## START

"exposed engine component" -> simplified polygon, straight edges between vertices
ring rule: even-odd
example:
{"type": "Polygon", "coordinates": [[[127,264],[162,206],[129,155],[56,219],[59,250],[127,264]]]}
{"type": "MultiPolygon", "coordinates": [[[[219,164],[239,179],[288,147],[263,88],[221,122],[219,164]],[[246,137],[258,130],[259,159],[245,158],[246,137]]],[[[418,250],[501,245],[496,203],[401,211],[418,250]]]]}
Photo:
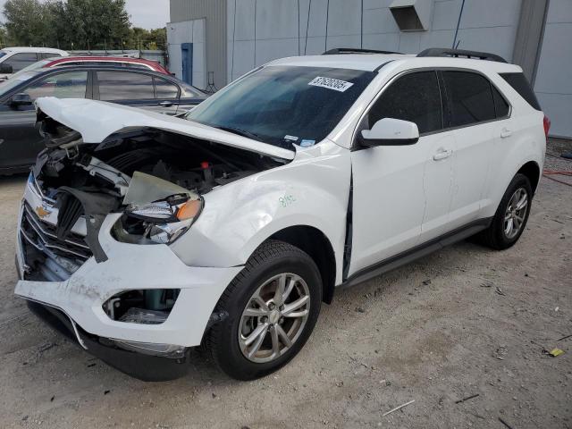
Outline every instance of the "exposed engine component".
{"type": "MultiPolygon", "coordinates": [[[[203,195],[287,162],[153,129],[87,144],[41,112],[38,119],[46,148],[30,181],[44,206],[22,210],[21,231],[26,273],[37,280],[64,281],[91,257],[105,261],[98,234],[110,213],[122,214],[112,230],[118,241],[170,244],[198,217],[203,195]],[[46,222],[54,211],[57,223],[46,222]]],[[[131,307],[129,320],[144,317],[137,308],[156,311],[131,307]]]]}

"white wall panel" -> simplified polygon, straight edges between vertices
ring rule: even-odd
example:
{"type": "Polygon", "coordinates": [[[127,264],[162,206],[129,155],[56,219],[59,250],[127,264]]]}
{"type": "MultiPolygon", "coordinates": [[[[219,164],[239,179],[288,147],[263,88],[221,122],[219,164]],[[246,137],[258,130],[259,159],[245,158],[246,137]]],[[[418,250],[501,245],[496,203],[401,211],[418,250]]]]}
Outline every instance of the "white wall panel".
{"type": "Polygon", "coordinates": [[[572,139],[572,1],[551,0],[534,92],[552,122],[551,135],[572,139]]]}

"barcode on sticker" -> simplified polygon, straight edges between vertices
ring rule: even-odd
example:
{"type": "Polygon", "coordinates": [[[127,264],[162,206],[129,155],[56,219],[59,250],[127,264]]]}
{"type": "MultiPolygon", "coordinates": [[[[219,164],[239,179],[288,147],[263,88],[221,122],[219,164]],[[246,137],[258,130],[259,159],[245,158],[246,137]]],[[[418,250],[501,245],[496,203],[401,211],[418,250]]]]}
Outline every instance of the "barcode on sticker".
{"type": "Polygon", "coordinates": [[[318,76],[308,83],[308,85],[327,88],[328,89],[333,89],[334,91],[345,92],[348,88],[353,86],[353,83],[340,80],[338,79],[323,78],[322,76],[318,76]]]}

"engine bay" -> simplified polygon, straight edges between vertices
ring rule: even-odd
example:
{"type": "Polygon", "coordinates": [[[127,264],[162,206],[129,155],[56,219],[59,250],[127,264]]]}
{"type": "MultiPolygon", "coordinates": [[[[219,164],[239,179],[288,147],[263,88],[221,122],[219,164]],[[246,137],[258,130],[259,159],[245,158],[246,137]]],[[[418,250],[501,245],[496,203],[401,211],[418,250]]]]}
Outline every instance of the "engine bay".
{"type": "Polygon", "coordinates": [[[112,135],[100,144],[83,144],[79,133],[45,118],[42,132],[47,148],[38,156],[34,172],[47,197],[55,195],[61,186],[96,187],[113,193],[117,190],[114,185],[119,173],[125,181],[135,172],[203,195],[217,186],[284,163],[158,130],[140,129],[112,135]],[[93,168],[88,168],[90,165],[93,168]]]}

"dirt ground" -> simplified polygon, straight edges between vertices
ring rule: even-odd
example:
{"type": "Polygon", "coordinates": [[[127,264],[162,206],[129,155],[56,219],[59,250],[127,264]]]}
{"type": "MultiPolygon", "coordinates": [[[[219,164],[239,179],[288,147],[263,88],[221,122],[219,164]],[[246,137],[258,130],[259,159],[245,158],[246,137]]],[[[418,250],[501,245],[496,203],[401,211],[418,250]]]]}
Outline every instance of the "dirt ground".
{"type": "MultiPolygon", "coordinates": [[[[572,150],[565,145],[549,152],[572,150]]],[[[572,162],[549,155],[547,168],[572,162]]],[[[509,250],[462,242],[340,291],[273,375],[235,382],[197,353],[186,377],[146,383],[13,298],[24,184],[0,179],[2,428],[572,428],[572,337],[559,341],[572,334],[570,187],[542,180],[527,231],[509,250]],[[564,355],[543,353],[555,347],[564,355]]]]}

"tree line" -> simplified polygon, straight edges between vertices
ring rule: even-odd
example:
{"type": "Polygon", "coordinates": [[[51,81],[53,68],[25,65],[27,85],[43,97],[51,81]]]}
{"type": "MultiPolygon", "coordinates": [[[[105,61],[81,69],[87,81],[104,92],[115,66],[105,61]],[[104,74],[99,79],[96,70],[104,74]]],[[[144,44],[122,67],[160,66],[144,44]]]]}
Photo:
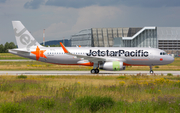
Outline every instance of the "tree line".
{"type": "Polygon", "coordinates": [[[6,42],[4,45],[0,45],[0,53],[8,53],[8,49],[14,49],[17,48],[17,46],[14,44],[14,42],[6,42]]]}
{"type": "MultiPolygon", "coordinates": [[[[48,45],[46,46],[48,47],[48,45]]],[[[50,45],[50,47],[61,47],[60,44],[57,44],[57,45],[50,45]]],[[[4,45],[1,44],[0,45],[0,53],[8,53],[8,49],[14,49],[14,48],[17,48],[17,45],[14,44],[14,42],[6,42],[4,45]]]]}

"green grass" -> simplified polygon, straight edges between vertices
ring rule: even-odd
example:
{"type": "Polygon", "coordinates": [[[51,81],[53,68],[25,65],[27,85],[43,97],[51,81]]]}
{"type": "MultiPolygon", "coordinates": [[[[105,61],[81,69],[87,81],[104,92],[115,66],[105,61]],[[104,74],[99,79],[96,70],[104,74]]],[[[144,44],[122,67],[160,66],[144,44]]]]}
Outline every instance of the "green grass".
{"type": "Polygon", "coordinates": [[[0,53],[0,60],[16,60],[16,59],[28,59],[24,57],[20,57],[11,53],[0,53]]]}
{"type": "Polygon", "coordinates": [[[178,113],[179,106],[178,76],[0,76],[2,113],[178,113]]]}
{"type": "MultiPolygon", "coordinates": [[[[13,55],[10,53],[1,53],[1,59],[27,59],[13,55]]],[[[74,66],[74,65],[56,65],[39,61],[22,61],[22,62],[0,62],[0,70],[58,70],[58,71],[89,71],[92,67],[74,66]]],[[[148,66],[128,66],[127,71],[149,71],[148,66]]],[[[168,65],[153,66],[154,71],[180,71],[180,58],[175,58],[175,61],[168,65]]]]}

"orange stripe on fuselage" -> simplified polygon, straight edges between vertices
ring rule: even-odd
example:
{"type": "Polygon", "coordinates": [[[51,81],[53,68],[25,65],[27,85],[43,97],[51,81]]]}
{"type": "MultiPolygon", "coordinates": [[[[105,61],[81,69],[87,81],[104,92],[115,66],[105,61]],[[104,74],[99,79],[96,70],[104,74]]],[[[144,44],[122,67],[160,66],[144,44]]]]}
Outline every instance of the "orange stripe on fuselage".
{"type": "Polygon", "coordinates": [[[147,66],[147,65],[139,65],[139,64],[127,64],[123,62],[124,66],[147,66]]]}

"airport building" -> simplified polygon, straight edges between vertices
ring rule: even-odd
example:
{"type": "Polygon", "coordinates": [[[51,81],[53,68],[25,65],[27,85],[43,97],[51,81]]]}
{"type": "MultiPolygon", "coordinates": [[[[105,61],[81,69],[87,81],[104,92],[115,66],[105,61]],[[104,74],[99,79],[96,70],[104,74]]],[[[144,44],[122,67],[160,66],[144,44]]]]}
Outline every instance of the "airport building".
{"type": "Polygon", "coordinates": [[[180,27],[91,28],[71,36],[71,47],[151,47],[180,55],[180,27]]]}

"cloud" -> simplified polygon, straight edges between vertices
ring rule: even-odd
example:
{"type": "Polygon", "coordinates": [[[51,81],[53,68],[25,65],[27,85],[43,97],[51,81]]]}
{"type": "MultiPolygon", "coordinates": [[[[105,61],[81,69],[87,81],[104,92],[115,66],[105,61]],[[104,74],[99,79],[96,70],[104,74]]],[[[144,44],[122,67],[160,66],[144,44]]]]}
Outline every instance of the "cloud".
{"type": "Polygon", "coordinates": [[[6,0],[0,0],[0,3],[5,3],[6,2],[6,0]]]}
{"type": "Polygon", "coordinates": [[[98,6],[173,7],[180,6],[180,0],[48,0],[46,5],[83,8],[98,6]]]}
{"type": "Polygon", "coordinates": [[[117,3],[119,3],[119,0],[48,0],[46,5],[82,8],[92,5],[110,6],[117,3]]]}
{"type": "Polygon", "coordinates": [[[26,9],[38,9],[39,6],[44,2],[44,0],[32,0],[30,2],[26,2],[24,4],[24,8],[26,9]]]}

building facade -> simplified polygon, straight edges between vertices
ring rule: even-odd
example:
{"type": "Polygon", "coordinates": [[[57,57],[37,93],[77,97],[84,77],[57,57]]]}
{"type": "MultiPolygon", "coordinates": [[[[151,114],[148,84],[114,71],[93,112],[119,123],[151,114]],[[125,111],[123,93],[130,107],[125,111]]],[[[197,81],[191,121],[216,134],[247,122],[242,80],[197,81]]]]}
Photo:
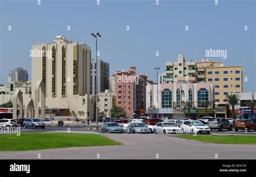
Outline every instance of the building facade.
{"type": "Polygon", "coordinates": [[[188,81],[196,83],[197,81],[196,62],[185,62],[181,55],[178,56],[177,62],[167,62],[165,63],[166,71],[163,74],[163,82],[177,83],[188,81]]]}
{"type": "MultiPolygon", "coordinates": [[[[149,116],[156,117],[158,106],[159,117],[181,119],[185,117],[181,112],[183,101],[194,101],[194,106],[199,112],[191,111],[192,117],[197,114],[203,115],[205,109],[201,101],[213,101],[214,95],[213,84],[201,83],[163,83],[156,84],[148,83],[146,86],[146,113],[149,116]],[[158,86],[158,93],[157,87],[158,86]],[[158,94],[158,102],[157,94],[158,94]]],[[[208,109],[208,114],[213,114],[212,104],[208,109]]]]}
{"type": "Polygon", "coordinates": [[[22,67],[17,67],[10,72],[9,81],[17,81],[25,83],[29,80],[28,71],[22,67]]]}
{"type": "Polygon", "coordinates": [[[78,118],[94,117],[90,47],[57,36],[51,43],[33,44],[31,51],[32,90],[42,79],[46,106],[70,109],[78,118]]]}
{"type": "Polygon", "coordinates": [[[147,77],[137,75],[136,67],[116,72],[116,105],[123,107],[129,117],[143,115],[146,107],[147,77]]]}
{"type": "MultiPolygon", "coordinates": [[[[101,60],[97,62],[98,74],[98,93],[109,89],[109,64],[101,60]]],[[[91,64],[91,94],[96,91],[96,60],[92,59],[91,64]]]]}

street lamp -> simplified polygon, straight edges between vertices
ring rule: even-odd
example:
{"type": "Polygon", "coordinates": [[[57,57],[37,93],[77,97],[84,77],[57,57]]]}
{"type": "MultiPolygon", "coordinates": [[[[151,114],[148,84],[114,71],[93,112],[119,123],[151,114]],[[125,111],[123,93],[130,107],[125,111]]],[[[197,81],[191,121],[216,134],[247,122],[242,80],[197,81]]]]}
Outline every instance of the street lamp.
{"type": "Polygon", "coordinates": [[[96,38],[96,90],[95,91],[95,94],[96,95],[96,127],[98,128],[98,45],[97,45],[97,37],[102,37],[102,35],[99,32],[96,33],[91,33],[92,36],[96,38]]]}
{"type": "Polygon", "coordinates": [[[156,67],[155,70],[157,70],[157,118],[158,119],[158,106],[159,106],[159,101],[158,101],[158,70],[160,70],[159,67],[156,67]]]}

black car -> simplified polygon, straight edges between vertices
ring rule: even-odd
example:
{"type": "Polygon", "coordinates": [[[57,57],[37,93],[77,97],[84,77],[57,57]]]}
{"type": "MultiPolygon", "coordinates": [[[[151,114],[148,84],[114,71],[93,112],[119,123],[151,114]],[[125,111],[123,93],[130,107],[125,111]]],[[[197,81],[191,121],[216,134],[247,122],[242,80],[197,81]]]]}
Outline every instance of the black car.
{"type": "Polygon", "coordinates": [[[18,122],[17,122],[19,126],[23,126],[23,122],[25,120],[25,118],[20,118],[18,119],[18,122]]]}

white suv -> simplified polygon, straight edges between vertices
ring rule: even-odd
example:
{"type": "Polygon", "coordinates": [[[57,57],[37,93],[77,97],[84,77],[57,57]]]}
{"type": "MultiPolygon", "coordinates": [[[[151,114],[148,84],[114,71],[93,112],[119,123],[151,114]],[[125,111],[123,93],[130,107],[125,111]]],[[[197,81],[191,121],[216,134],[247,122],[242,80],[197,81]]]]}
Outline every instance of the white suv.
{"type": "Polygon", "coordinates": [[[15,119],[0,119],[0,127],[4,128],[17,126],[16,122],[15,119]]]}

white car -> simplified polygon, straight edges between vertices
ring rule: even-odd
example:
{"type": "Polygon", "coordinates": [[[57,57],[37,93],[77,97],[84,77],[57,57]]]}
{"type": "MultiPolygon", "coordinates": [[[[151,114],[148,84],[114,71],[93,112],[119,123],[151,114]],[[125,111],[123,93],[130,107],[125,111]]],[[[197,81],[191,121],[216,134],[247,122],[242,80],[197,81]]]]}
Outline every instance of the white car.
{"type": "Polygon", "coordinates": [[[212,117],[210,117],[210,116],[203,117],[201,119],[200,119],[200,120],[203,120],[205,122],[207,123],[207,122],[208,121],[208,119],[209,119],[210,118],[212,118],[212,117]]]}
{"type": "Polygon", "coordinates": [[[181,125],[183,133],[199,134],[207,133],[211,134],[211,129],[205,125],[203,122],[198,120],[185,120],[181,125]]]}
{"type": "Polygon", "coordinates": [[[180,133],[182,129],[176,124],[170,122],[158,122],[154,126],[154,133],[180,133]]]}
{"type": "Polygon", "coordinates": [[[184,118],[184,119],[182,119],[181,120],[180,120],[181,121],[182,121],[183,122],[184,122],[184,121],[185,120],[189,120],[189,121],[191,121],[191,120],[193,120],[192,119],[188,119],[188,118],[184,118]]]}
{"type": "Polygon", "coordinates": [[[15,119],[0,119],[0,127],[6,128],[10,127],[18,126],[15,119]]]}
{"type": "Polygon", "coordinates": [[[183,122],[180,120],[169,120],[167,121],[167,122],[174,123],[179,127],[180,127],[183,123],[183,122]]]}

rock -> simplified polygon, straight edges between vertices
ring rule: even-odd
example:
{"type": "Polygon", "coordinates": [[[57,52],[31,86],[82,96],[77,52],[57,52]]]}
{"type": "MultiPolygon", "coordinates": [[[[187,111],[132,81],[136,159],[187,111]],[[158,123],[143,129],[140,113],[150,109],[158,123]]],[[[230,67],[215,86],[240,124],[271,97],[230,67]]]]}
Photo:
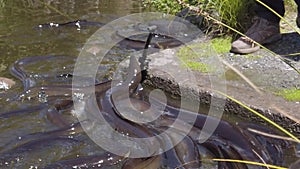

## END

*Given problem*
Count the lines in the items above that contain the string "grass", matching case exactly. Reply with the number only.

*Exercise answer*
2